Stored dataset items
┄┄┄┄┄┄
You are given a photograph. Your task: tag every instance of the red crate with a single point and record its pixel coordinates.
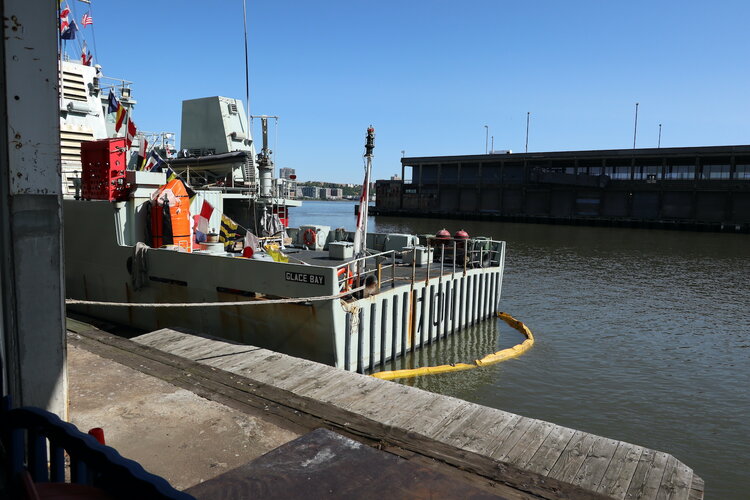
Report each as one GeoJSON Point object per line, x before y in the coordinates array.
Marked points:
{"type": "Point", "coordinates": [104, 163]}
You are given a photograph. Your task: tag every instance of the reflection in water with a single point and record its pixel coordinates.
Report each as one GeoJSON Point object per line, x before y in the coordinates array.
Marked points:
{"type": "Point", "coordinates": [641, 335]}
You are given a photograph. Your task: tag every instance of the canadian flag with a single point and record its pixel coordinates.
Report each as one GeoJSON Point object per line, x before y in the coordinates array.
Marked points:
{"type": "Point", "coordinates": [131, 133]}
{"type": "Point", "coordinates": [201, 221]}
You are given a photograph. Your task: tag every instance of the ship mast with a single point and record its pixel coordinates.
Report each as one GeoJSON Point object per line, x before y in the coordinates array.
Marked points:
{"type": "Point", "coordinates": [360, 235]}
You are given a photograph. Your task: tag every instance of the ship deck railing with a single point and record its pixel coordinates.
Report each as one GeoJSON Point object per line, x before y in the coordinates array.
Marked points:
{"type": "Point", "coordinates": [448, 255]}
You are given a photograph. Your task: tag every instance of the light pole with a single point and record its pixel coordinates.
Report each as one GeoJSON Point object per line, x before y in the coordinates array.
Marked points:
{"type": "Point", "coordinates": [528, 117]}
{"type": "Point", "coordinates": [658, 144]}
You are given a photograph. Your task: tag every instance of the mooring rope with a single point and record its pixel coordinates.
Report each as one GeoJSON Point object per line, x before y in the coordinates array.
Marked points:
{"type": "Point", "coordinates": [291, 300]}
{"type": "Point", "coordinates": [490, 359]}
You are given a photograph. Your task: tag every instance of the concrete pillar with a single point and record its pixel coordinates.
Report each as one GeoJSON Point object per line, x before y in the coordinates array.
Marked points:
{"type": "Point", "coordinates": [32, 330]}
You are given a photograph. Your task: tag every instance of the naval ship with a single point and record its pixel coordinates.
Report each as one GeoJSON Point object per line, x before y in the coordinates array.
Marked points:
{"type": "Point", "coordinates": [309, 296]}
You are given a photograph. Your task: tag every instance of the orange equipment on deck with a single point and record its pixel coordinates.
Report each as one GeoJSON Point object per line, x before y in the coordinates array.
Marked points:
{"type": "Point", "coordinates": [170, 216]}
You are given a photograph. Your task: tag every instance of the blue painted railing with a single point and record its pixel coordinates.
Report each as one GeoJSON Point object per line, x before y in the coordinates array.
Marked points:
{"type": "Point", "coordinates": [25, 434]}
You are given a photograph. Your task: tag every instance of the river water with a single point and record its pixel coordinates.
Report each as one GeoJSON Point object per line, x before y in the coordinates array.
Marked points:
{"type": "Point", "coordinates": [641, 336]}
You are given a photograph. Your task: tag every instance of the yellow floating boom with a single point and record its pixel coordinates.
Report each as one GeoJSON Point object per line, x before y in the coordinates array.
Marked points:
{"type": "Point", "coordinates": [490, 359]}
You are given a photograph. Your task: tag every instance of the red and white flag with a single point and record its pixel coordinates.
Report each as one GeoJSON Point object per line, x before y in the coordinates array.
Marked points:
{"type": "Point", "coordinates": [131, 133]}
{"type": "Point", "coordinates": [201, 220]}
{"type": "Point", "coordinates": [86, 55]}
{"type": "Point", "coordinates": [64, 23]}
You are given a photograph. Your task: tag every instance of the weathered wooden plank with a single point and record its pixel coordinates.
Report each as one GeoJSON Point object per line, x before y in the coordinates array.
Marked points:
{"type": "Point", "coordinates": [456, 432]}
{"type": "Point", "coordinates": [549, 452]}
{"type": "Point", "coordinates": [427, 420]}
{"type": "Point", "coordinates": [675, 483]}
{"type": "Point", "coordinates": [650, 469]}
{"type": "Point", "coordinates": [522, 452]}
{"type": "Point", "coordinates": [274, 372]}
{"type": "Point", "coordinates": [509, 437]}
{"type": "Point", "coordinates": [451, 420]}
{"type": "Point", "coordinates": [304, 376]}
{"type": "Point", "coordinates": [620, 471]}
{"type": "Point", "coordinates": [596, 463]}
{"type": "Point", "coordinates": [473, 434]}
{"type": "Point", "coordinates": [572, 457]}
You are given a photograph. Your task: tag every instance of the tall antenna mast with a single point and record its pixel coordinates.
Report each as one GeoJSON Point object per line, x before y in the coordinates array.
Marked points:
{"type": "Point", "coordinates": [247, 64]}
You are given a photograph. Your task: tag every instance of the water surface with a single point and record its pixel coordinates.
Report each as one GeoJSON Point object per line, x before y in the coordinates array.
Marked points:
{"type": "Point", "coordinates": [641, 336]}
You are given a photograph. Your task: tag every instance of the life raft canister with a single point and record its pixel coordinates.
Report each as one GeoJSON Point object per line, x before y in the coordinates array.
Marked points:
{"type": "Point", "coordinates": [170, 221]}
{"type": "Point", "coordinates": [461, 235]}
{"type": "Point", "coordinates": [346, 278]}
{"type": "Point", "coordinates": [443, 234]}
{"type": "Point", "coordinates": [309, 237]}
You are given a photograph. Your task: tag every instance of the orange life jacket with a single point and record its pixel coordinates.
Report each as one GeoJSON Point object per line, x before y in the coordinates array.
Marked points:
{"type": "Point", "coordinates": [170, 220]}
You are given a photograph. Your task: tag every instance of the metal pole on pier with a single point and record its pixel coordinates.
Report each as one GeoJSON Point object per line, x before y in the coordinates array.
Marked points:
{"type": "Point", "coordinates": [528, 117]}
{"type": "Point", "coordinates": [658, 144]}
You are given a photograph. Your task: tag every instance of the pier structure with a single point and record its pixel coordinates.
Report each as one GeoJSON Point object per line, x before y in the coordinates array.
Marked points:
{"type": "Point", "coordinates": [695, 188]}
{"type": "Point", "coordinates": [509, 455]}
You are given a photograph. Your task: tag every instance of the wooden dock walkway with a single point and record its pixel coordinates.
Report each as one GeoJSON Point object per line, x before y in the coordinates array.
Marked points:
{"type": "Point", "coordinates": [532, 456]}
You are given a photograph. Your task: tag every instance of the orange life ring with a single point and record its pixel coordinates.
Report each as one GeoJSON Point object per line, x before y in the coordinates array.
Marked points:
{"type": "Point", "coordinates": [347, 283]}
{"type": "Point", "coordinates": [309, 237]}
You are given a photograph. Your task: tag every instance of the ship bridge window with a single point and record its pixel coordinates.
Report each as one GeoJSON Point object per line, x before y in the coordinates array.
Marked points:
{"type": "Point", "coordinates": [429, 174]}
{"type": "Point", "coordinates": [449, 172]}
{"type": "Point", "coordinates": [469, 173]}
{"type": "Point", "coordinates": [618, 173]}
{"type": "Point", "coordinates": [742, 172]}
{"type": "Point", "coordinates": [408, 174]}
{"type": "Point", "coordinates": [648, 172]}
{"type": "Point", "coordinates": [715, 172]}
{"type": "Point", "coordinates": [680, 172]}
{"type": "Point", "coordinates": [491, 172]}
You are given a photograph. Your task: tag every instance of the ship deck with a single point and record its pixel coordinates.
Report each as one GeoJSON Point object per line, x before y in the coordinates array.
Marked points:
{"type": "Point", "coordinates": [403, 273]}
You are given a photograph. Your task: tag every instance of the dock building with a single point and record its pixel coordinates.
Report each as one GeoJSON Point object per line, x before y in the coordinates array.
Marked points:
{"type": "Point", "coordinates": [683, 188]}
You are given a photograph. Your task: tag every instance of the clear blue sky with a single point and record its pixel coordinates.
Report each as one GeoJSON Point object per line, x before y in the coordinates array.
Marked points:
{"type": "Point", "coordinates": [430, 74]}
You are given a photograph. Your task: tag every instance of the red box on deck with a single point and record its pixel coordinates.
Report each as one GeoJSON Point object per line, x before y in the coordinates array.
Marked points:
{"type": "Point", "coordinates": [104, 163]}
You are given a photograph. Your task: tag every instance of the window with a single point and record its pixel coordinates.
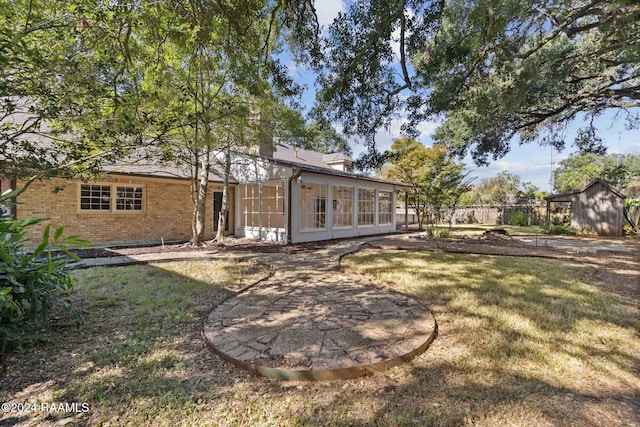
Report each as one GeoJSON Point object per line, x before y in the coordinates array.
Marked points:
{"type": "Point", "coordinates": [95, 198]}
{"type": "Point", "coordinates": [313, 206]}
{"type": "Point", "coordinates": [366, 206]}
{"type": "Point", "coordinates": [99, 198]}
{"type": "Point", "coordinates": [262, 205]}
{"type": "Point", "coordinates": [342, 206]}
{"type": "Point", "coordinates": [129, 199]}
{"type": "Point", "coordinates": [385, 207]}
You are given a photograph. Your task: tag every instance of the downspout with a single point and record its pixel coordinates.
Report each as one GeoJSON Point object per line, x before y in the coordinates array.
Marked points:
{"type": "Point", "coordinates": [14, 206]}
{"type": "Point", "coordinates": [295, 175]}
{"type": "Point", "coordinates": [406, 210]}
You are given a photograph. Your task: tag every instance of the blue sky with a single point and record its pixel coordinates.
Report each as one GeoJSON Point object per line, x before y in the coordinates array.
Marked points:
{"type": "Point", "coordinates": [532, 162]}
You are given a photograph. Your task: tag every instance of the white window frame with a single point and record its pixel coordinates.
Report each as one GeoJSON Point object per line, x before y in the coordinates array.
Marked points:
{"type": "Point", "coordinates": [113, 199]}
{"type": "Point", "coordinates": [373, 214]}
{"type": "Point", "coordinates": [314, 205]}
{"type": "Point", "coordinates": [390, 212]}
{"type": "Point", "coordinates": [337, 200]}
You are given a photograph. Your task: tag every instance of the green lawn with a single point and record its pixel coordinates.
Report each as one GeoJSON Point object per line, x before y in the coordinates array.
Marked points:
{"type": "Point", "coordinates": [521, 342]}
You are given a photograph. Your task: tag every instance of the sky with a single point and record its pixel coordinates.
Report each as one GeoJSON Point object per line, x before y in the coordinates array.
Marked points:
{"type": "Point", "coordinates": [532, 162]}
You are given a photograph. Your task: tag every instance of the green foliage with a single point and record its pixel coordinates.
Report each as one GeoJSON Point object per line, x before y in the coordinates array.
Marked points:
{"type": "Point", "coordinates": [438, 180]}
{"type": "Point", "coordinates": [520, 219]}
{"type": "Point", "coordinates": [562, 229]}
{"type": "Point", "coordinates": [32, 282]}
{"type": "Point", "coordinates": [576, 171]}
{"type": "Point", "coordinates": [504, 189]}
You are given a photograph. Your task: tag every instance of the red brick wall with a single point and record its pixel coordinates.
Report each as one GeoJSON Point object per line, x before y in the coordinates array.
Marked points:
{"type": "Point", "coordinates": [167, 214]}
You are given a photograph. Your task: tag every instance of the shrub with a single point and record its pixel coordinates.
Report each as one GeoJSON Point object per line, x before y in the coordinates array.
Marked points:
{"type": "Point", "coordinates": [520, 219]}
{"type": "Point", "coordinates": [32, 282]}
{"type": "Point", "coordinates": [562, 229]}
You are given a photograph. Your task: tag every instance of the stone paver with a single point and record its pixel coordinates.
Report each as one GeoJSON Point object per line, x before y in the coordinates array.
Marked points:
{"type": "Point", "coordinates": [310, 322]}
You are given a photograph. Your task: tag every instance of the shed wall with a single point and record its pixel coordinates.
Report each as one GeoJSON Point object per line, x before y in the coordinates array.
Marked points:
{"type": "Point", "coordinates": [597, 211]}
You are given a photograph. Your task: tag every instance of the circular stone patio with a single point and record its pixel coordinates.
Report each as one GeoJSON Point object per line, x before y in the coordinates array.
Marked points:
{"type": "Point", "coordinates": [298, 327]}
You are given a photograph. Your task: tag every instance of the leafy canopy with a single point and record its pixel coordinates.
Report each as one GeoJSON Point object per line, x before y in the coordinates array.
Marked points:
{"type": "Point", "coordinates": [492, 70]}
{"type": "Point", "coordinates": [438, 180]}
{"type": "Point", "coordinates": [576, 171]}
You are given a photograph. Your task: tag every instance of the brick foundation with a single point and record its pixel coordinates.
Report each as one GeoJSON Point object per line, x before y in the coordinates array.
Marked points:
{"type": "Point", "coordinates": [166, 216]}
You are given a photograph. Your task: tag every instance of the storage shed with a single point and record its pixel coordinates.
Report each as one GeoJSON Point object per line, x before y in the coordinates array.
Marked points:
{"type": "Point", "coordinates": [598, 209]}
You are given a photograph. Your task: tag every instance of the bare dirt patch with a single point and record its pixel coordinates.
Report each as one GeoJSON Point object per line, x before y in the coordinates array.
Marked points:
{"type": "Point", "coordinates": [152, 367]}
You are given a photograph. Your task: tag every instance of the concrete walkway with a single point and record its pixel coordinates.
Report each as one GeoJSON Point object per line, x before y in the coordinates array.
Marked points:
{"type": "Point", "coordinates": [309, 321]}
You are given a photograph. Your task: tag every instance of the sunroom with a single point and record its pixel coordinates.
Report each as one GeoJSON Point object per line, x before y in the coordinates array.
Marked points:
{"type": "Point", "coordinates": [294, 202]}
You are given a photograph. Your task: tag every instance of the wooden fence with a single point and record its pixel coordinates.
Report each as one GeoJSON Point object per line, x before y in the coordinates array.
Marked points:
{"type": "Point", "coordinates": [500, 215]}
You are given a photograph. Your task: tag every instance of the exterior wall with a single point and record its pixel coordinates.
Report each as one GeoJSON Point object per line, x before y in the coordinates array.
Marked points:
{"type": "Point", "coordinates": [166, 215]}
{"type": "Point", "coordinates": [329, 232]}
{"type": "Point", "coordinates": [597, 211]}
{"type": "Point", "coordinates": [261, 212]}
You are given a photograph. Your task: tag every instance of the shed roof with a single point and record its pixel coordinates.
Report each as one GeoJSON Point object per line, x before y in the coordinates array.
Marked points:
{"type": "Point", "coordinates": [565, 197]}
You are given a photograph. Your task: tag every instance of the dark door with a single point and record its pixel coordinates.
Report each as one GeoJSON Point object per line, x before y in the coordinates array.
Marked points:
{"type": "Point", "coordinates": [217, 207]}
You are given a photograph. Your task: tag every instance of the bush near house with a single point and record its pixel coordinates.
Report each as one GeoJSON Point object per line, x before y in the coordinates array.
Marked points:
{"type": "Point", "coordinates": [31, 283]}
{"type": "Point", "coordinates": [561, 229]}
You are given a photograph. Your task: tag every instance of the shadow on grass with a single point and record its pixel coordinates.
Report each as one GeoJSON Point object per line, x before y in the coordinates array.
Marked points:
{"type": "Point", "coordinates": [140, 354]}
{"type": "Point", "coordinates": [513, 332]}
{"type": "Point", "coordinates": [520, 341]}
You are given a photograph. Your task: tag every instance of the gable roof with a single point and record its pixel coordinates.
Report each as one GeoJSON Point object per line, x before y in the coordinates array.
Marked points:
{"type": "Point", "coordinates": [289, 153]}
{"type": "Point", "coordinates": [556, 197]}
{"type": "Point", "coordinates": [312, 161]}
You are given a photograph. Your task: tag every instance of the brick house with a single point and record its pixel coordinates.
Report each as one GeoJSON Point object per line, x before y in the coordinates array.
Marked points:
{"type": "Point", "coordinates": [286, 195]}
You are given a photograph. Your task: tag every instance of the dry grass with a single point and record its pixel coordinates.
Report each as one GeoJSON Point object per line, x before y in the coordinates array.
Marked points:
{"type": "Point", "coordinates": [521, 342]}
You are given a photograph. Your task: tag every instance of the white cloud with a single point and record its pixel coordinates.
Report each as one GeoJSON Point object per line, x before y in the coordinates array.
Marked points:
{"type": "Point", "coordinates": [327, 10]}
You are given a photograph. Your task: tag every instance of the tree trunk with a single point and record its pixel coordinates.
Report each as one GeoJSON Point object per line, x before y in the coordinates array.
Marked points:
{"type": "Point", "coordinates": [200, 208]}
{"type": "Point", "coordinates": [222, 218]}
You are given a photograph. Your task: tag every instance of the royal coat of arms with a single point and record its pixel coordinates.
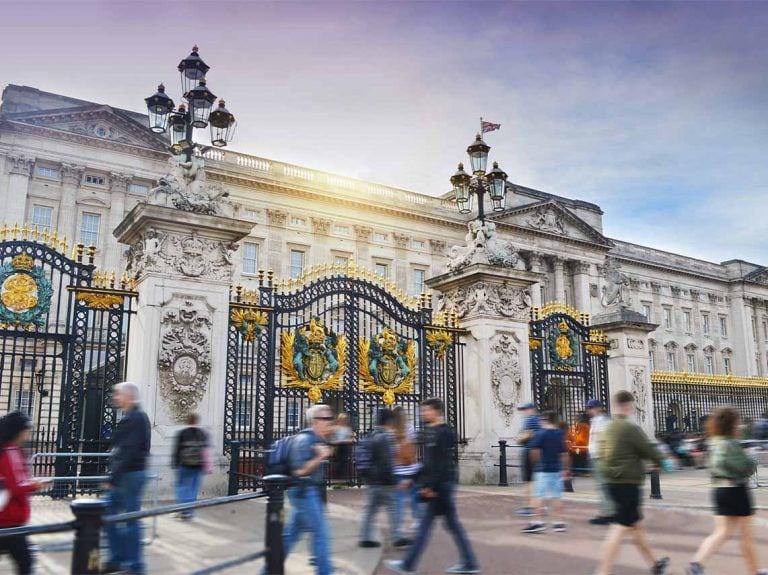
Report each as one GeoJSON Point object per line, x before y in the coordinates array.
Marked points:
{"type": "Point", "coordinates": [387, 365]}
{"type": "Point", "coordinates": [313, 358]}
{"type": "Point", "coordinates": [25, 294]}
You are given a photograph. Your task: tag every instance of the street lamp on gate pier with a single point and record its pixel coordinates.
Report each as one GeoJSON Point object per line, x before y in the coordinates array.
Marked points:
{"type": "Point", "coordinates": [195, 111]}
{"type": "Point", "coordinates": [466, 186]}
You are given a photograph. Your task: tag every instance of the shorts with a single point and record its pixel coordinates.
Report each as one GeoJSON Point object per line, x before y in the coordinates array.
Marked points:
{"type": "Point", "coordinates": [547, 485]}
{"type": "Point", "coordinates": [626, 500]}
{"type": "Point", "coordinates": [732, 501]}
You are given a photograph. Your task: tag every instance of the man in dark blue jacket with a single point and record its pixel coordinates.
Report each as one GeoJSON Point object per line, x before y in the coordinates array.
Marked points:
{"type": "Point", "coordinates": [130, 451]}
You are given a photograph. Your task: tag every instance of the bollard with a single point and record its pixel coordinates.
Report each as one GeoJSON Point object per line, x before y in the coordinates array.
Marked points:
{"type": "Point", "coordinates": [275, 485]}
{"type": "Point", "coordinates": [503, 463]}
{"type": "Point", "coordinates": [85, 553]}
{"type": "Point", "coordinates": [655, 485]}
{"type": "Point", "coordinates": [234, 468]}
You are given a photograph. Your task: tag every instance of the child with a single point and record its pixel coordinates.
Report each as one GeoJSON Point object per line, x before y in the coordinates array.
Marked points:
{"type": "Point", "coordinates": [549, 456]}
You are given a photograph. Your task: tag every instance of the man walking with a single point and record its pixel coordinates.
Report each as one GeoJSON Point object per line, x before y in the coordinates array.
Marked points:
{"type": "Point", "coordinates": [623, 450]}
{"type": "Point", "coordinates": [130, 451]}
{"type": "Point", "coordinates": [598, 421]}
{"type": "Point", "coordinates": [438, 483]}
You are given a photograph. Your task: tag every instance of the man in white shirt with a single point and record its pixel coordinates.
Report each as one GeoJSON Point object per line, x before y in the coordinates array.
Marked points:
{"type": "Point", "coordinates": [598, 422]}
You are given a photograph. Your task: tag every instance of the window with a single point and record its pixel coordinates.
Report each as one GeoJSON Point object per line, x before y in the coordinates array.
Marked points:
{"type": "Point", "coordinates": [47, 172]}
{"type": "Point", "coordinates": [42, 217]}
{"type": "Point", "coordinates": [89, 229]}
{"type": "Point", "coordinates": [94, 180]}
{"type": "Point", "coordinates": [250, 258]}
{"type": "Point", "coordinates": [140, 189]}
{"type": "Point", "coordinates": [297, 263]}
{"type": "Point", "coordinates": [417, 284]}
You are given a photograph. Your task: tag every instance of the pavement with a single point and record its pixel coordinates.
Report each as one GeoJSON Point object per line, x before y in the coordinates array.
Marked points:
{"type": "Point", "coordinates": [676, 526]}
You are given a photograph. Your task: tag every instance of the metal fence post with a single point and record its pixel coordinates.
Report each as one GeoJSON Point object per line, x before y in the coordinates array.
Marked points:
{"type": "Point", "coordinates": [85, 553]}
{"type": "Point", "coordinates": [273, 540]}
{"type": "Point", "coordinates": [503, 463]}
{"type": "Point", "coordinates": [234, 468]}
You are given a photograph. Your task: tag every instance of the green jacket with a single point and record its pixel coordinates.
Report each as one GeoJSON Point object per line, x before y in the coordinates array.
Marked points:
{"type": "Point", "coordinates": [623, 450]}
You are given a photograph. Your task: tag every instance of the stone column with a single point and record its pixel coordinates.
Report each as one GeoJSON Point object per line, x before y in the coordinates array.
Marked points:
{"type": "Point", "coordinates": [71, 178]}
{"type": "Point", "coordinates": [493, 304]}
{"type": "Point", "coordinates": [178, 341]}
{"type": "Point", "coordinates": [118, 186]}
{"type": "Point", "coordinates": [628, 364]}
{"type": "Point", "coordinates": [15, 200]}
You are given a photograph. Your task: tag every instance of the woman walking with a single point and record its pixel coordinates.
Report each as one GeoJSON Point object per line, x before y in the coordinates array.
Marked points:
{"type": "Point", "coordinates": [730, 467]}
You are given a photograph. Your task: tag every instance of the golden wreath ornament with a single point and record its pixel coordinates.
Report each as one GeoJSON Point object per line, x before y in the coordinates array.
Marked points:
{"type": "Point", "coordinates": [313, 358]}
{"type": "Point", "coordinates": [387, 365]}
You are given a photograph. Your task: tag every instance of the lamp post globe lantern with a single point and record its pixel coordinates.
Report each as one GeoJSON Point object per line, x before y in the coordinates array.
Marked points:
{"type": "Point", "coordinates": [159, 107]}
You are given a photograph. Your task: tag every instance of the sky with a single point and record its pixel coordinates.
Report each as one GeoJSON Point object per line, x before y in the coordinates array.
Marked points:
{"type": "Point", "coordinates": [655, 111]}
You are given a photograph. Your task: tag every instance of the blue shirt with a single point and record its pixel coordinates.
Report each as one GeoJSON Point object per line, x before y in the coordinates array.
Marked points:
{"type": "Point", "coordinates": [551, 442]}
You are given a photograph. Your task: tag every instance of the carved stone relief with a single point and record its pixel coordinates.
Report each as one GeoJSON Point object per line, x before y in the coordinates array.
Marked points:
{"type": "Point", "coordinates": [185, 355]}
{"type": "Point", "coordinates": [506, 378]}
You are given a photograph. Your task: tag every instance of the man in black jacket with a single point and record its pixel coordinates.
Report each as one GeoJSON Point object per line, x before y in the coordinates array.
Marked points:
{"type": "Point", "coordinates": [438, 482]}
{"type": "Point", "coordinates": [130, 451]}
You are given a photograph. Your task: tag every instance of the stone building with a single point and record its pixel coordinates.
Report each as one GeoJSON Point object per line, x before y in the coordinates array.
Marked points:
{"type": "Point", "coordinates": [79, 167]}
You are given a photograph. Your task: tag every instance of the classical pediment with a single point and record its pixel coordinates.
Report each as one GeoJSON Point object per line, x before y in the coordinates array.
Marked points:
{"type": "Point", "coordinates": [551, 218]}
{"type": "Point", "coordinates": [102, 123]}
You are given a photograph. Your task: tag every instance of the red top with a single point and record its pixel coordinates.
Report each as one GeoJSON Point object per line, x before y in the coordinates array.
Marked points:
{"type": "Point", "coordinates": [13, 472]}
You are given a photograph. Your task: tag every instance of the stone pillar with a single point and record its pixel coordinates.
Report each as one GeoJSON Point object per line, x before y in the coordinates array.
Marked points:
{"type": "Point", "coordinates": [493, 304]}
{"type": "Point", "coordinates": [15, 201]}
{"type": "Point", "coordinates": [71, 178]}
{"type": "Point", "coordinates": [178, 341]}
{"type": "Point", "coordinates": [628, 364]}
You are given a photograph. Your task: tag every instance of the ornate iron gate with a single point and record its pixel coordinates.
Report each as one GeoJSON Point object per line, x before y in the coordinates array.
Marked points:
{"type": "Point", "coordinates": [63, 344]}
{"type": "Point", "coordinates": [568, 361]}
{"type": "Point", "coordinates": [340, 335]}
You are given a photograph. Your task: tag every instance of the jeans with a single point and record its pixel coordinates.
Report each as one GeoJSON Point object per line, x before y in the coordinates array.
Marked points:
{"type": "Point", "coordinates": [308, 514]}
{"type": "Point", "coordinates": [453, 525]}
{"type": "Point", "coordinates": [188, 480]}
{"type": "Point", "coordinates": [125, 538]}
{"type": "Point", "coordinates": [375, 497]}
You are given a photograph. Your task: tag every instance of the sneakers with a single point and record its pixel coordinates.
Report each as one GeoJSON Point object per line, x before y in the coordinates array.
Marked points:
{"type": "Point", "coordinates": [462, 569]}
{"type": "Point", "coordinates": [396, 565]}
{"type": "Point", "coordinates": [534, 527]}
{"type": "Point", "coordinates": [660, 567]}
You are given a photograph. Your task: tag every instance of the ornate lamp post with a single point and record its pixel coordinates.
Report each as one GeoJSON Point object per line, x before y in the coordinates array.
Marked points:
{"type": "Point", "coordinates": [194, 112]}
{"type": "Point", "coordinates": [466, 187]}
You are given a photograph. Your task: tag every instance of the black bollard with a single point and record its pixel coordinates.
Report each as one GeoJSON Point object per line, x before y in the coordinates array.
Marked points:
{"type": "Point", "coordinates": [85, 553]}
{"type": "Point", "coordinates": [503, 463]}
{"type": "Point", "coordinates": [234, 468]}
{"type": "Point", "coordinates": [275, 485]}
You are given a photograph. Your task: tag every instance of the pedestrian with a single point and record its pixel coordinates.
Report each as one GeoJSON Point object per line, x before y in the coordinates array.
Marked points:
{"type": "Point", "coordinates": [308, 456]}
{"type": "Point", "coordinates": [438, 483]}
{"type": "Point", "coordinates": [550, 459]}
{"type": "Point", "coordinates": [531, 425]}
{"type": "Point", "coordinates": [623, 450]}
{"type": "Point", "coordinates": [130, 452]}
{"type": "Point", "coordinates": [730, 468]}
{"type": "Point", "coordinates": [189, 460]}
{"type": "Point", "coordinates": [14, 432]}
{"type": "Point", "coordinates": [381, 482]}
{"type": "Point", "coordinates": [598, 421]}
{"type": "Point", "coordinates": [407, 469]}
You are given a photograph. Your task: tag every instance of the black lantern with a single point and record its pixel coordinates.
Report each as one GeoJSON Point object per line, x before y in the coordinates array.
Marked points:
┄┄┄┄┄┄
### Required work
Return only the number of lines above that include the word "lamp".

### Exercise response
3